¿Superhumanos o superesclavos?
Neuroimplantes para aumentar nuestras capacidades intelectuales. Es el sueño anunciado por Elon Musk y Bryan Johnson con sus respectivas compañías: Neuralink y Kernel. Eso sí, “el primer paso será reparar lesiones cerebrales. Podría ayudar a personas parapléjicas o tetrapléjicas implantando un circuito neural desde el córtex motor a los músculos paralizados”, dijo Musk en la rueda de prensa para presentar su empresa, en 2016.
Por su parte, Johnson afirma que las personas con trastornos cognitivos serán las primeras en probar sus implantes. Hoy, es lo máximo a lo que se puede llegar en Estados Unidos, de acuerdo con la legislación de la FDA –la Administración de Alimentos y Medicamentos– respecto a la amplificación de cerebros humanos. El segundo paso, eso sí, sería utilizar IA dentro de esos implantes para multiplicar las posibilidades de nuestra mente... o para influir en ella desde fuera.
Y la carrera para lograrlo empezó sin que nosotros lo supiéramos. “Ya todos somos cíborgs. Nuestro teléfono y todas las aplicaciones que usamos son una extensión de nosotros mismos... De lejos, tenemos más poder y más capacidades [aumentadas gracias a la tecnología] que el presidente de los EE. UU. tenía hace treinta años”, asegura Musk. Su miedo, como ha confesado el millonario en varias ocasiones, es que la inteligencia artificial pronto sobrepase a la humana y, por eso, opina que es crucial dotar al cerebro de algoritmos de aprendizaje para ser más competitivos en comparación con las máquinas. Algo así como unirse al enemigo invencible.

TAREA A REALIZAR:
Prolonga el texto sobre los neuroimplantes cerebrales a partir de su última frase.

INFORMACIÓN PROPORCIONADA:

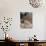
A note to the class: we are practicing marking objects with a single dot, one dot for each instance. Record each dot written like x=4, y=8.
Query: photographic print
x=26, y=19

RESULTADO OBTENIDO:
Entre los científicos contratados en Kernel está Theodore Berger, profesor de Ingeniería Biomédica en la Universidad del Sur de California que probó en 2002 que mediante software de modelado matemático se podía crear una réplica del hipocampo, zona encargada de los recuerdos que se ve afectada en enfermedades neurológicas en las que se pierde la memoria. Años después, en 2011, Berger consiguió restaurar la memoria perdida y mejorar la capacidad de recordar en ratas con la implantación de un chip que hacía las veces de hipocampo. Su colega de la competencia, Charles Lieber, profesor de Harvard que trabaja en Neurolink, confiesa: “No me importaría añadirme un terabyte al hipocampo”.
Las implicaciones éticas de todo ello son preocupantes. ¿Podrán solo los más ricos amplificar sus capacidades mentales con neurochips de IA? ¿Podrán implantarse memorias manipuladas? ¿Combatiremos plagas actuales como la ansiedad y la depresión desde dentro de la cabeza? ¿O nos convertiremos en esclavos de alguien que dicte instrucciones directamente a nuestra mente desde fuera? La lista de interrogantes asociados a esta cuestión no ha hecho más que empezar.